■ **TEXTE PRÉSENTÉ**
Droit de mourir dans la dignité
Hélène Bolduc
Présidente, Association québécoise pour le droit de mourir dans la dignité (AQDMD)
NOTE AU LECTEUR : DANS LE TEXTE QUI SUIT, LES MOTS «AIDE MÉDICALE À MOURIR » ENGLOBENT LES TERMES SUIVANTS : EUTHANASIE, SUICIDE-ASSISTÉ, MORT VOLONTAIRE, AUTO DÉLIVRANCE, INTERRUPTION VOLONTAIRE DE LA VIE OU TOUTE AUTRE EXPRESSION SIMILAIRE.
« L’euthanasie n’est pas un choix entre la vie et la mort, mais entre deux façons de mourir »
Jacques Pohier, philosophe et théologien Ex-président de l’ADMD France
Depuis sa fondation en 2007, l’Association québécoise pour le droit de mourir dans la dignité (AQDMD) milite pour le droit de chaque personne d’avoir une fin de vie conforme aux valeurs de dignité et de liberté qui l’ont toujours animée. De son côté, au sein des principes et des valeurs qui l’animent, l’humanisme insiste pour que la liberté personnelle soit associée à la responsabilité sociale. C’est donc dans le mot « liberté » que l’AQDMD et l’Association humaniste du Québec se rencontrent et c’est dans le concept de responsabilité sociale que les deux organismes encouragent l’action individuelle pour atteindre une telle liberté.
Le combat pour la mort volontaire interpelle donc tous les humanistes. Ce combat se livre à la fois sur le plan politique pour que les lois évoluent parallèlement aux mentalités et sur le plan personnel afin que chacun exprime sa volonté et fasse en sorte qu’elle soit suivie.
Légiférer sur l’aide médicale à mourir est une question qui revient dans l’actualité des sociétés développées depuis les années 80. Aux Pays-Bas, en Belgique, au Luxembourg et en Suisse et dans quatre États américains, il est désormais possible de faire le choix de l’aide médicale pour mourir dans la dignité.
Au Canada, la cause de Sue Rodriguez en 1992 a servi d’introduction. Le débat s’est ensuite poursuivi avec la Commission sénatoriale de 1994-1995, pour reprendre un peu plus tard grâce au dépôt du projet de loi privé C407 présenté par Madame Francine Lalonde au Parlement fédéral le 31 octobre 2005.
Le Québec a emboîté le pas puisqu’en décembre 2008, l’Assemblée nationale du Québec créait une Commission parlementaire.
Enfin, à l’heure où nous écrivons ces lignes, deux causes sur le sujet sont débattues devant les tribunaux : une au Québec et l’autre en Colombie-Britannique. La question de l’aide médicale à mourir se retrouvera donc possiblement en Cour Suprême près de 20 ans après la cause Sue Rodriguez.

■ **CONSIGNES**
a) Selon la note au lecteur du texte sur le droit de mourir dans la dignité, quels termes les mots « aide médicale à mourir » englobent-ils ?
b) D’après le texte sur le droit de mourir dans la dignité, en quelle année l’AQDMD a-t-elle été fondée ?
c) Poursuivez le texte sur le droit de mourir dans la dignité à partir de sa dernière phrase.

■ **ENREGISTREMENTS FOURNIS**
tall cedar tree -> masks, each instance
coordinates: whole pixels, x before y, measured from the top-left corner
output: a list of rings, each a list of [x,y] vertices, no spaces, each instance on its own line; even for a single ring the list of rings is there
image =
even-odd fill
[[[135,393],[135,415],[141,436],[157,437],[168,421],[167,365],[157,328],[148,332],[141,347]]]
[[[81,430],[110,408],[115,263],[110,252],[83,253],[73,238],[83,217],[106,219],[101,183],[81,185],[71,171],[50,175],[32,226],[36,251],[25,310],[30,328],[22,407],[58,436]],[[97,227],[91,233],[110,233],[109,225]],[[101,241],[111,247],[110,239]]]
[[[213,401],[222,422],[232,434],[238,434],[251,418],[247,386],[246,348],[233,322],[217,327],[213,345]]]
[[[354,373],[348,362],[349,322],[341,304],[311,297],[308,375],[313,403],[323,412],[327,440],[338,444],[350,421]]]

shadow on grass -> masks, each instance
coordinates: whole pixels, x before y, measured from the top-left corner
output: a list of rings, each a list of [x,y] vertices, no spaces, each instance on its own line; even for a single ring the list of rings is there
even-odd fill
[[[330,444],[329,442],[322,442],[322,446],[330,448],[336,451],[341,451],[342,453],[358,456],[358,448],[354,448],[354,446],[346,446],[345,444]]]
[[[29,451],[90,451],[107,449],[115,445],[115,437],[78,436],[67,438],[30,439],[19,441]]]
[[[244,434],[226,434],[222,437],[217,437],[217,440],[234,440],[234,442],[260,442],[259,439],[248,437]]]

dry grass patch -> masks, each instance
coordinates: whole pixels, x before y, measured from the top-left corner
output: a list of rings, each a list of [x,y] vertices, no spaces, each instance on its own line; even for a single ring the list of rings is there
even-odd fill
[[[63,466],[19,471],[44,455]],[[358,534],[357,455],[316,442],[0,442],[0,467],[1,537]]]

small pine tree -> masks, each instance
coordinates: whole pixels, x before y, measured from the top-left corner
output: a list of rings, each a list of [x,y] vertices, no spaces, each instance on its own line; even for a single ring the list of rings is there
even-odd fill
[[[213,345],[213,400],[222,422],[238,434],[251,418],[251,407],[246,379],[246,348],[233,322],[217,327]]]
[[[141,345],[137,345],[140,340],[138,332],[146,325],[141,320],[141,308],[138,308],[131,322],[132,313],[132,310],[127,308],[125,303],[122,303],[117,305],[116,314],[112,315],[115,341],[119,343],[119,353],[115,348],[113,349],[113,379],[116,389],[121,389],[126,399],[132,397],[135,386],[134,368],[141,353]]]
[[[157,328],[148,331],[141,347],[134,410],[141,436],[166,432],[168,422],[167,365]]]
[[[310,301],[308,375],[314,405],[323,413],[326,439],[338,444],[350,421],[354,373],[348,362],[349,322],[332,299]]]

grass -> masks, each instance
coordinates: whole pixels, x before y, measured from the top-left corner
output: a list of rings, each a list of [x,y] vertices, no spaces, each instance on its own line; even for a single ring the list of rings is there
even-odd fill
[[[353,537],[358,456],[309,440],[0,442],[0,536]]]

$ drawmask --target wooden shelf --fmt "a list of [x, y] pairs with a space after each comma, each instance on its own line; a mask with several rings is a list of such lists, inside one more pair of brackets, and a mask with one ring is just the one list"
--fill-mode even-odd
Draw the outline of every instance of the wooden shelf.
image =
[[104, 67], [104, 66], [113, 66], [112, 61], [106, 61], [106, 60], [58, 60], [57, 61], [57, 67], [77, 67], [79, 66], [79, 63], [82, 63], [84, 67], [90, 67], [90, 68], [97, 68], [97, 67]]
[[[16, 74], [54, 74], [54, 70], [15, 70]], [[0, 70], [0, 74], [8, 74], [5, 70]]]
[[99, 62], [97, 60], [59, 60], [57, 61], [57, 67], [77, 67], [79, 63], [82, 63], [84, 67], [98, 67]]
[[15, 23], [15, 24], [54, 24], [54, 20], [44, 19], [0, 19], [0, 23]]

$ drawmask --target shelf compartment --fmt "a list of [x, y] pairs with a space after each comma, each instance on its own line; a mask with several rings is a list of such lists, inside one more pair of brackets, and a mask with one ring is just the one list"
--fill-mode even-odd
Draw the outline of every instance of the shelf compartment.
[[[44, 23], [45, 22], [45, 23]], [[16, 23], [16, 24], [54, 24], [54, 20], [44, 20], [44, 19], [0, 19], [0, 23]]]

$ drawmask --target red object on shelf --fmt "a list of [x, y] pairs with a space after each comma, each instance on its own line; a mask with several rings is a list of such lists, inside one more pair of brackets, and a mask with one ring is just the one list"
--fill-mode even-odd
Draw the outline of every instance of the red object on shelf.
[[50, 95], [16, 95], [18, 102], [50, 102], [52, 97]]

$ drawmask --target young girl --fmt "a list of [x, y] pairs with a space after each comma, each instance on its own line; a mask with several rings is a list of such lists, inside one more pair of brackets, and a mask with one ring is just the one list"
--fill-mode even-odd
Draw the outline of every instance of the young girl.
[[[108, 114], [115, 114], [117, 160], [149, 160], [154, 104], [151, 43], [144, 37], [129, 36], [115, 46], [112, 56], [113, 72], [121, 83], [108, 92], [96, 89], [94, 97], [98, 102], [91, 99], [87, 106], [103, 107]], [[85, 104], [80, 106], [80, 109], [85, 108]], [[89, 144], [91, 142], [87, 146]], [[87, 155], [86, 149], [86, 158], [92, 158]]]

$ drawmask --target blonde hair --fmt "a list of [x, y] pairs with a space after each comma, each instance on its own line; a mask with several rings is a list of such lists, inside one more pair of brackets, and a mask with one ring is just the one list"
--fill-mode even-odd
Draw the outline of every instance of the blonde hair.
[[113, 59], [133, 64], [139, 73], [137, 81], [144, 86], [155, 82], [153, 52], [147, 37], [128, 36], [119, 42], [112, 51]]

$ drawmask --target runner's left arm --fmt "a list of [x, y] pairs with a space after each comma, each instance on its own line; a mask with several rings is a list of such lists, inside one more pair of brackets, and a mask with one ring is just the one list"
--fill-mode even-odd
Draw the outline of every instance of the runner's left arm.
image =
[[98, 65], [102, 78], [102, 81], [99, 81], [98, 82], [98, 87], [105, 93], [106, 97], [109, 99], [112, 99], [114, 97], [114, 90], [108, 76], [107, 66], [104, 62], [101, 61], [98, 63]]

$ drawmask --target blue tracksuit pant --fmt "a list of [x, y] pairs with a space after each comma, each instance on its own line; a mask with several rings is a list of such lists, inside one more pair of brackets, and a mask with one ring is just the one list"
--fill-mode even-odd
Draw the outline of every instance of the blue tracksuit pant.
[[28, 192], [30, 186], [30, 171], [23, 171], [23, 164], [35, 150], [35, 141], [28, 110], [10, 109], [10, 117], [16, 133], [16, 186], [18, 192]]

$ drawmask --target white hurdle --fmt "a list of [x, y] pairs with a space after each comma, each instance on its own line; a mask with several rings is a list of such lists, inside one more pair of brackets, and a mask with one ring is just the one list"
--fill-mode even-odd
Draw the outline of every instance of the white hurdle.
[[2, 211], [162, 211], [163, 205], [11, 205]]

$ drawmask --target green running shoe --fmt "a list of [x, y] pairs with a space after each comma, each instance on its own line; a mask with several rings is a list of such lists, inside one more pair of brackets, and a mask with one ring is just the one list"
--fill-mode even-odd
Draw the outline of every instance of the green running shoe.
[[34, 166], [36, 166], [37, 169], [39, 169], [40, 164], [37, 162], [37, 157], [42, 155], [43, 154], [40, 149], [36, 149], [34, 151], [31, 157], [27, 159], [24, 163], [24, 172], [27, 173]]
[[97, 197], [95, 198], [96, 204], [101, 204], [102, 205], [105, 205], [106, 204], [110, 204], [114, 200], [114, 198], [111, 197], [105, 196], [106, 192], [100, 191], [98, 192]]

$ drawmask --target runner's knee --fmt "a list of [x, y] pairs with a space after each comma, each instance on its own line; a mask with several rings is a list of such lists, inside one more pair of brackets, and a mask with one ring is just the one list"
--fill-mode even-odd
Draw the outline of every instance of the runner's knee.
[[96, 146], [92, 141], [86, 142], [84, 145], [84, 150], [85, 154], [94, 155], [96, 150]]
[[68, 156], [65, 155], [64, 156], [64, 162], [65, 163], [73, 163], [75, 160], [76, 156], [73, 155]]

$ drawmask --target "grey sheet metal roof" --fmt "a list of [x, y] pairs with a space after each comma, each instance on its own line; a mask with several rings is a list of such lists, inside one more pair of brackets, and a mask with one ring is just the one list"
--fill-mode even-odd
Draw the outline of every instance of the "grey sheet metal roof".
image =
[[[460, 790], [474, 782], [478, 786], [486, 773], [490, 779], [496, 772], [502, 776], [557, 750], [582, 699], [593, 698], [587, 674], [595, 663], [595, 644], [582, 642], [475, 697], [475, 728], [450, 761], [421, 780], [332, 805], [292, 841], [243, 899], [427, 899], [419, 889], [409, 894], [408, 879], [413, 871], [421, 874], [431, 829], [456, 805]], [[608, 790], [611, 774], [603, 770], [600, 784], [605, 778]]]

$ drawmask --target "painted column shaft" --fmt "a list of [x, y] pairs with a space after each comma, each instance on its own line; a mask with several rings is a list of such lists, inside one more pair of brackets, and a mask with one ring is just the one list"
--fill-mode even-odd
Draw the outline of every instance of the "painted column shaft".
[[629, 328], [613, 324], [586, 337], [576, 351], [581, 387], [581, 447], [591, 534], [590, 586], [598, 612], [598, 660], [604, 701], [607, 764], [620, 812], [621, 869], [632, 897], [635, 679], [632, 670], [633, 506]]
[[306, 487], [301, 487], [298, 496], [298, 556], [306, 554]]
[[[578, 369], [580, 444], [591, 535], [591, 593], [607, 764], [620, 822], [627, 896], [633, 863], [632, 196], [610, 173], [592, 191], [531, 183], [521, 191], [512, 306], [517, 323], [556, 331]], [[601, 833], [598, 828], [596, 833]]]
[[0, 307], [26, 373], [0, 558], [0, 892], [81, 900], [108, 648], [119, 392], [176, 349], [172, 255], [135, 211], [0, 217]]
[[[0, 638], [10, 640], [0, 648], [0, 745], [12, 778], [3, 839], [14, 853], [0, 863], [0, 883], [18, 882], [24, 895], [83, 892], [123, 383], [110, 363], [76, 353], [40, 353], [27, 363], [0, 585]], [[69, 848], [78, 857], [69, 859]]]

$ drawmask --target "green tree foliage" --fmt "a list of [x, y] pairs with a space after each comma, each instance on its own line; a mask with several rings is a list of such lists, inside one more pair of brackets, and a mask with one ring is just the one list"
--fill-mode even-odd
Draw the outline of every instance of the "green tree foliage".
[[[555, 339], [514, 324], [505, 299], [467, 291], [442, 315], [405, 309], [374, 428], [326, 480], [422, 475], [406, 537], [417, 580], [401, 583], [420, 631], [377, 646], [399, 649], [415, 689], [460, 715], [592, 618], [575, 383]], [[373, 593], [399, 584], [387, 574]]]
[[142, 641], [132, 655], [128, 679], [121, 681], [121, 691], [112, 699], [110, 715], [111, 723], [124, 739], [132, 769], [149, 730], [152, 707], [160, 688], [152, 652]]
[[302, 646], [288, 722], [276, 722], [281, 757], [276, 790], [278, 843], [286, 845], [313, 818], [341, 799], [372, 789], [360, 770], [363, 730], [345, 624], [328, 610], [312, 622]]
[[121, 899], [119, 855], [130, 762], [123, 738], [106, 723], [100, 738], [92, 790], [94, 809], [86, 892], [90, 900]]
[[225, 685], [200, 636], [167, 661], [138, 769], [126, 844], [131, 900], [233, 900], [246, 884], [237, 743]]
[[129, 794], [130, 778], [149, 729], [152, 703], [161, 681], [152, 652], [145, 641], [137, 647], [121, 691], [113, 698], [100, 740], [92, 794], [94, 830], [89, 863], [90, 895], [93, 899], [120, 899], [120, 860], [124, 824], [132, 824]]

■ **RÉPONSES ATTENDUES**
a) Euthanasie, suicide-assisté, mort volontaire, auto délivrance, interruption volontaire de la vie.

b) En 2007.

c)
Les politiciens et les juges n’ont pas fini de délibérer, mais pendant ce temps nous devons continuer à défendre la liberté de choix de chacun contre des adversaires bien organisés. Parmi ces opposants, nous retrouvons plus particulièrement des ultras religieux comme ceux de l’Église catholique qui ne manquent pas d’outils pour barrer la route aux avancées dans le domaine du droit à l’aide médicale à mourir.
Le contexte juridique au Québec
Au Québec, le Code civil reconnaît le droit de refuser à l’avance certains soins et interventions.
« Le droit d’une personne de demander l’arrêt des traitements en cours, même si ce refus peut entraîner son décès, est maintenant bien établi. Ce droit de refus porte tant sur les traitements extraordinaires comme le support respiratoire, que sur des soins de base, telles l’alimentation et l’hydratation et ce, même si les conséquences prévisibles peuvent aller jusqu’à la mort, pourvu que le patient soit apte au moment de sa décision. Cette décision doit être respectée même après qu’il soit devenu inapte et que sa vie est en danger. Qu’en est-il de la décision d’une personne de refuser à l’avance, avant même d’être dans la situation de fin de vie éventuelle, un traitement particulier ou tout traitement pour la maintenir en vie?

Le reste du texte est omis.